* STATED EXERCISE
State how many lines of the items below contain the word "sponge", and reply with the number alone.

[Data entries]
********************

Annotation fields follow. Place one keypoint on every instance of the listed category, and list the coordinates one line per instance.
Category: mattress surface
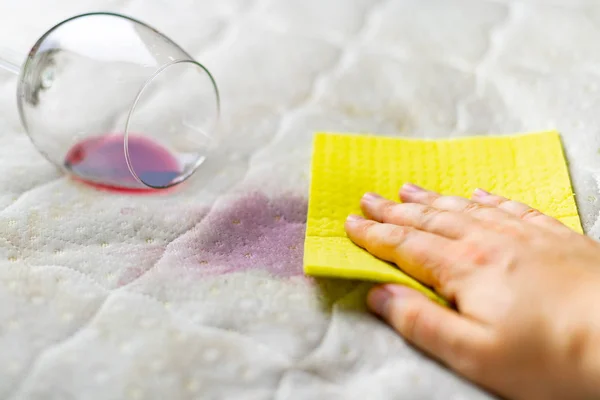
(199, 293)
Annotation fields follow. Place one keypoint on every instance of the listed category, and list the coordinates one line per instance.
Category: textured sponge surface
(526, 167)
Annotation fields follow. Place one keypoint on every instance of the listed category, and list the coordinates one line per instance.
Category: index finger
(422, 255)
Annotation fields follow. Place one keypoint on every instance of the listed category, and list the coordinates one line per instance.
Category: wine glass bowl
(114, 102)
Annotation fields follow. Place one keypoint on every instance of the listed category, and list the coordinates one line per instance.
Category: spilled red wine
(100, 161)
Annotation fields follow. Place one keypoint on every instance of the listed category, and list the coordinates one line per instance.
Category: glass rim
(27, 66)
(199, 159)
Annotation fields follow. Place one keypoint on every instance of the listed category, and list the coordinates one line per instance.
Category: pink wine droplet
(101, 161)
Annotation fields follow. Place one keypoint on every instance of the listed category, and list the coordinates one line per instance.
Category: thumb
(442, 333)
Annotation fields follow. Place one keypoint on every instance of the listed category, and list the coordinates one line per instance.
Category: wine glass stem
(10, 61)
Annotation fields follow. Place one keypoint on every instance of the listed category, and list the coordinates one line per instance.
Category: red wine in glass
(100, 161)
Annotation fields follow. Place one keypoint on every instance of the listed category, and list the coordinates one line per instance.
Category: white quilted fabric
(199, 294)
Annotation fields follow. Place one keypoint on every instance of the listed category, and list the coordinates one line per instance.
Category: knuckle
(529, 214)
(473, 207)
(389, 209)
(444, 276)
(497, 201)
(447, 201)
(429, 215)
(475, 255)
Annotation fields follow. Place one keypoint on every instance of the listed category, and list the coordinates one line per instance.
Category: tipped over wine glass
(113, 102)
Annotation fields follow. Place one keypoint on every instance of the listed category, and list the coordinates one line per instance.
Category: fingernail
(410, 188)
(378, 300)
(371, 197)
(379, 297)
(354, 218)
(480, 193)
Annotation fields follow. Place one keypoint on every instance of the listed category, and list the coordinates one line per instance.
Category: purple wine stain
(253, 233)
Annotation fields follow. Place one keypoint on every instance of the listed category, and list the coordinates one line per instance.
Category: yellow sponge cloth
(528, 167)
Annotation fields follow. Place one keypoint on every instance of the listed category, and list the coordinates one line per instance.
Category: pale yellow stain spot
(135, 393)
(193, 386)
(67, 317)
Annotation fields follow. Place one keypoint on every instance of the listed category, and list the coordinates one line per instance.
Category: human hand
(526, 290)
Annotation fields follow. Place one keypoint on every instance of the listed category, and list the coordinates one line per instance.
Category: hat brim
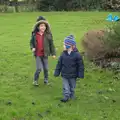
(42, 22)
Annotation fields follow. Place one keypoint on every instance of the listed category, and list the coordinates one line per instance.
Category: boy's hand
(33, 50)
(54, 56)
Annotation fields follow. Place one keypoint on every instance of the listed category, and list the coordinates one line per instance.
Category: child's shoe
(65, 99)
(35, 83)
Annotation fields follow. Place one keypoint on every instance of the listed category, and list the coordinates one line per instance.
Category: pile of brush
(102, 47)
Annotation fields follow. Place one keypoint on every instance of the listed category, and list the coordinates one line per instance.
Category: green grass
(95, 100)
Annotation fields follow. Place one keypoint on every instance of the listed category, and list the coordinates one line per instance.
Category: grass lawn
(98, 94)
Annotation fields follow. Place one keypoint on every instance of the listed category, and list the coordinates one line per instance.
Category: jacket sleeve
(80, 65)
(58, 67)
(52, 46)
(32, 43)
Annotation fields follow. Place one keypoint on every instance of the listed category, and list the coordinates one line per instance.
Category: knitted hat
(40, 18)
(39, 21)
(69, 41)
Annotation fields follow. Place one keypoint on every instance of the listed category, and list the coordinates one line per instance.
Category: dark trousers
(41, 64)
(69, 87)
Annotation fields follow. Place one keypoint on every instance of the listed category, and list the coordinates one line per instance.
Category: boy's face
(42, 27)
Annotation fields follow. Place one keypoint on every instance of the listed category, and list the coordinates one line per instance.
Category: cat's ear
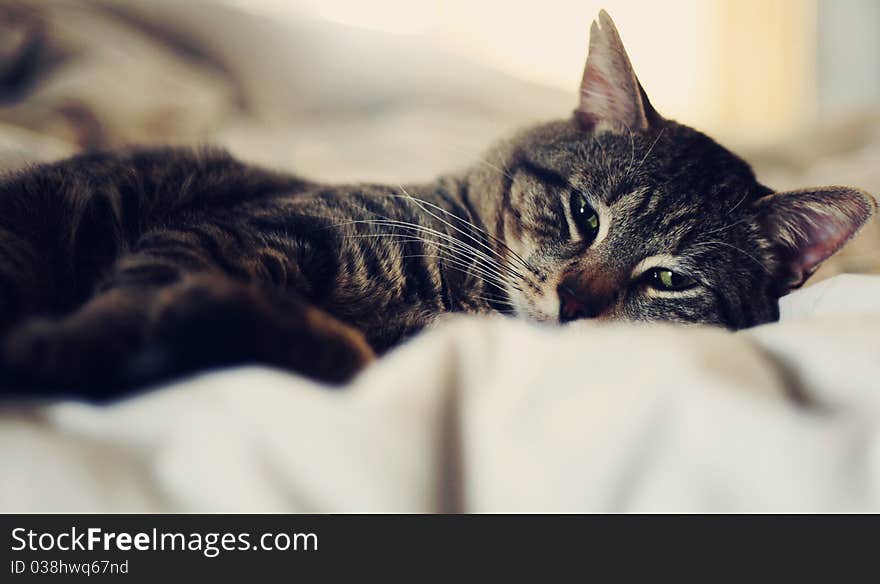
(807, 227)
(611, 97)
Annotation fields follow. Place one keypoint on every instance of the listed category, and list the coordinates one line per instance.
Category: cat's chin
(545, 311)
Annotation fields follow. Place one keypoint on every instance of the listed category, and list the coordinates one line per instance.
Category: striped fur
(123, 269)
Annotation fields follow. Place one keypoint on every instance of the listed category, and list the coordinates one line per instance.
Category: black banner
(60, 547)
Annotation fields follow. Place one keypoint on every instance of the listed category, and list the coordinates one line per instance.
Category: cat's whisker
(462, 267)
(726, 227)
(421, 202)
(449, 242)
(501, 265)
(495, 264)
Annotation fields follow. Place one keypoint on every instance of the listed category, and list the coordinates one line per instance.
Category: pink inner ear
(808, 227)
(610, 93)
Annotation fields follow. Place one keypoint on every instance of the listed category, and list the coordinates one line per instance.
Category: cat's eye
(585, 217)
(663, 279)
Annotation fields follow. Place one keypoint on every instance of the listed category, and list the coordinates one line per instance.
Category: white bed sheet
(486, 415)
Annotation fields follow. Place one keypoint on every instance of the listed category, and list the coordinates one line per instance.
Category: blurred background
(751, 71)
(403, 89)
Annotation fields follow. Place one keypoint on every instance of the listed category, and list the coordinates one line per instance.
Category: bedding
(476, 415)
(496, 415)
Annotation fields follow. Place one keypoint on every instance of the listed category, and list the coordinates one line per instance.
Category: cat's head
(622, 214)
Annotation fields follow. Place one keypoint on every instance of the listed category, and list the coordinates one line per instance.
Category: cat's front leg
(215, 321)
(127, 338)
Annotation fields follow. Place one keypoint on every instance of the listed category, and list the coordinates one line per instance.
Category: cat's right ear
(611, 97)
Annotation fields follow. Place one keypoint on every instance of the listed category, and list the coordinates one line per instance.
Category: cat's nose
(573, 306)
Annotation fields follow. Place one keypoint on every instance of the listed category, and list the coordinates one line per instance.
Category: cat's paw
(209, 322)
(44, 354)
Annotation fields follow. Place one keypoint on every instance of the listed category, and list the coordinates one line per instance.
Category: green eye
(585, 217)
(663, 279)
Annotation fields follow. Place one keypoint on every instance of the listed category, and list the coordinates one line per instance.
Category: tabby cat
(122, 269)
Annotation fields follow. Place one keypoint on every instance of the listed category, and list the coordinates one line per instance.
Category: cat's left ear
(807, 227)
(611, 97)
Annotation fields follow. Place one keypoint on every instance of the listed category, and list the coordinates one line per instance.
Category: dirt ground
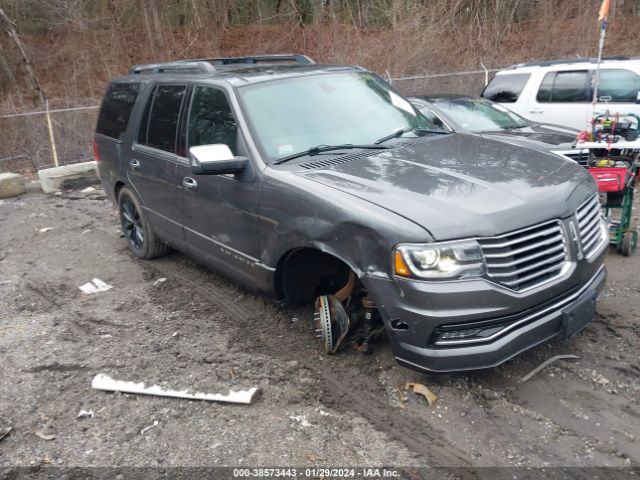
(199, 331)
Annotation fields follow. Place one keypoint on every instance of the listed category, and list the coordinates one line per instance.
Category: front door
(563, 98)
(220, 211)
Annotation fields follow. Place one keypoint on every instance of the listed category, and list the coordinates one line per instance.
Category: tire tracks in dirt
(365, 398)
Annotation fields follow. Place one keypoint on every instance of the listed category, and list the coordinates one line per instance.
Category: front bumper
(413, 345)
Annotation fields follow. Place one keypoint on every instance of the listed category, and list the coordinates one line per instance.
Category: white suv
(561, 91)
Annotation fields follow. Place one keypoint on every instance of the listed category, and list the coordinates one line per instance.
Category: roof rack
(253, 59)
(188, 66)
(207, 65)
(546, 63)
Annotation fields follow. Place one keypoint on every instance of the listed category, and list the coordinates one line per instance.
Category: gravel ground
(199, 331)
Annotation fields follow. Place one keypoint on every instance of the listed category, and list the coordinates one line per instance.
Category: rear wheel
(138, 231)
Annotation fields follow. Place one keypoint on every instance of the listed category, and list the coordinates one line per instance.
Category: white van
(561, 91)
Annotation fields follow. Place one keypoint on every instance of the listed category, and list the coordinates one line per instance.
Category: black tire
(626, 248)
(138, 232)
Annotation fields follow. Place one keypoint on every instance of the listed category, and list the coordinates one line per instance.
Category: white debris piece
(95, 286)
(104, 382)
(149, 427)
(301, 419)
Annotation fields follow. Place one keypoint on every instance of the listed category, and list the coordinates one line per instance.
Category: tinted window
(163, 117)
(116, 109)
(621, 85)
(144, 123)
(506, 88)
(564, 87)
(544, 92)
(211, 120)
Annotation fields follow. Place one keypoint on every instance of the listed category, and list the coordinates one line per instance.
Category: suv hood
(459, 185)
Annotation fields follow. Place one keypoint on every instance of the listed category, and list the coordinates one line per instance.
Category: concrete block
(51, 179)
(11, 185)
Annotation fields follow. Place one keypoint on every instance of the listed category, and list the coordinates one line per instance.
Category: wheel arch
(303, 273)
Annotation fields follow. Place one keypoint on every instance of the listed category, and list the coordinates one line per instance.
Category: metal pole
(52, 139)
(486, 74)
(596, 78)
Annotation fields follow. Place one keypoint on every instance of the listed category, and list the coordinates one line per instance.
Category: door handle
(190, 183)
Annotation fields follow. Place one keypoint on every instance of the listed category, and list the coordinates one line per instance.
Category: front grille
(589, 216)
(526, 258)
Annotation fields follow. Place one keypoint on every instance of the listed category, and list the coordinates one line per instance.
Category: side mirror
(215, 160)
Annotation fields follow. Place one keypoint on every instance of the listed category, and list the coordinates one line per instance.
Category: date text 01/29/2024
(315, 472)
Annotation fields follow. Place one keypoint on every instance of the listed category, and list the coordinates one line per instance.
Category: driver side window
(211, 120)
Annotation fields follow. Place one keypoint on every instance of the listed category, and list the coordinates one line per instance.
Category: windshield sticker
(285, 149)
(501, 108)
(401, 103)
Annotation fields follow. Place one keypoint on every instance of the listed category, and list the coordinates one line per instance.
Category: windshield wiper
(327, 148)
(402, 131)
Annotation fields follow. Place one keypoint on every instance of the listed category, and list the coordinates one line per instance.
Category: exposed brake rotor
(331, 322)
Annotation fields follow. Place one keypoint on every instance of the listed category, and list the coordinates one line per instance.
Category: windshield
(480, 115)
(297, 114)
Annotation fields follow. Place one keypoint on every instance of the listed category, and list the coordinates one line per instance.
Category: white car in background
(561, 91)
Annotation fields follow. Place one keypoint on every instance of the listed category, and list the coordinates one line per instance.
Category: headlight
(439, 261)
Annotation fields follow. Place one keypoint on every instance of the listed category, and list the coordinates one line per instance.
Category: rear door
(113, 121)
(618, 91)
(563, 97)
(220, 211)
(152, 162)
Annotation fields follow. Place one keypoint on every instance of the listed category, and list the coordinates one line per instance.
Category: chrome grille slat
(589, 216)
(588, 232)
(549, 251)
(526, 258)
(532, 276)
(549, 241)
(530, 267)
(524, 239)
(588, 219)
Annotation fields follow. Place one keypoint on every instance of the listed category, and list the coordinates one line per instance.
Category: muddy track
(358, 392)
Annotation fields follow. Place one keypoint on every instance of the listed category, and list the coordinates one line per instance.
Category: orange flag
(604, 10)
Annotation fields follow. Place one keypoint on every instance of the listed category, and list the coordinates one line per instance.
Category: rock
(11, 185)
(51, 179)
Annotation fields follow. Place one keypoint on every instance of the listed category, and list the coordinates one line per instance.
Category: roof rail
(188, 66)
(546, 63)
(253, 59)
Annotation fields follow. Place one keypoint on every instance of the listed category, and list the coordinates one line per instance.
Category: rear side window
(211, 120)
(116, 109)
(564, 87)
(506, 88)
(618, 85)
(159, 123)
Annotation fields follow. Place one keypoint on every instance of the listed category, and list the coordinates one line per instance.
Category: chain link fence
(40, 139)
(35, 140)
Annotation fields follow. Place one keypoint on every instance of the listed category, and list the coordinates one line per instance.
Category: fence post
(52, 138)
(486, 74)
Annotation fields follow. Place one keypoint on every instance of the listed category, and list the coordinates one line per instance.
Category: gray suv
(306, 181)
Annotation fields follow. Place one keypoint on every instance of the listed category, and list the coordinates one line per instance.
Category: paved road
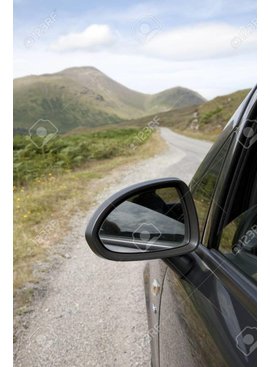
(94, 313)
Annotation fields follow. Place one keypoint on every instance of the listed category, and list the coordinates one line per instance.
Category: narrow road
(94, 312)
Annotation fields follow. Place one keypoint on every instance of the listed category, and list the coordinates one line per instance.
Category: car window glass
(238, 237)
(203, 186)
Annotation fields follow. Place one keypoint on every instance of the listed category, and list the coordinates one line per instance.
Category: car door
(208, 302)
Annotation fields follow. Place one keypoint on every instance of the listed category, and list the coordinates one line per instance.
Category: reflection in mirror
(150, 221)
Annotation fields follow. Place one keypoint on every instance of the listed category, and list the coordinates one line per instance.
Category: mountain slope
(85, 97)
(206, 120)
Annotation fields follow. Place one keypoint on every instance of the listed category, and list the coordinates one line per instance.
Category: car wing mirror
(150, 220)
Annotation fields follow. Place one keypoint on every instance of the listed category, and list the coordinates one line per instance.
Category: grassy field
(53, 183)
(205, 121)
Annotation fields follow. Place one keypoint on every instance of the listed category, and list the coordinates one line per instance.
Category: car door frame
(236, 282)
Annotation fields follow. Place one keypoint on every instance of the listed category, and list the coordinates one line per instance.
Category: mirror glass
(152, 220)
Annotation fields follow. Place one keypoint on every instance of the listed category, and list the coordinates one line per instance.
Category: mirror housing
(191, 227)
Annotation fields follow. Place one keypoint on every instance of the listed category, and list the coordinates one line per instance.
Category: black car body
(202, 304)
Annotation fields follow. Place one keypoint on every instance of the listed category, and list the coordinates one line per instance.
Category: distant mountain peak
(86, 97)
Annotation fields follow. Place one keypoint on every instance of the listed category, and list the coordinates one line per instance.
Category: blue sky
(209, 46)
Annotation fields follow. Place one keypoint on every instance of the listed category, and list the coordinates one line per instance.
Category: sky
(208, 46)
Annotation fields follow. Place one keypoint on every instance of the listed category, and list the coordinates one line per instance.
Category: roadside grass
(45, 203)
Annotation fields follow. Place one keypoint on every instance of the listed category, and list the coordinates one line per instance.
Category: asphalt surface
(93, 312)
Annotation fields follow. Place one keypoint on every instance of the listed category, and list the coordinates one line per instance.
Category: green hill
(206, 120)
(85, 97)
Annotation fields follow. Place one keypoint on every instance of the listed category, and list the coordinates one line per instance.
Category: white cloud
(204, 41)
(93, 38)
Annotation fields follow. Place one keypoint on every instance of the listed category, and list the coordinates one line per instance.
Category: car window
(238, 237)
(204, 182)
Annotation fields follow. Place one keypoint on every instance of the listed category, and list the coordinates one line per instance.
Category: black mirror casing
(190, 215)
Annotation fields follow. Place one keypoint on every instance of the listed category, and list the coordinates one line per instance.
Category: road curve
(94, 313)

********************

* WRITTEN SOLUTION
2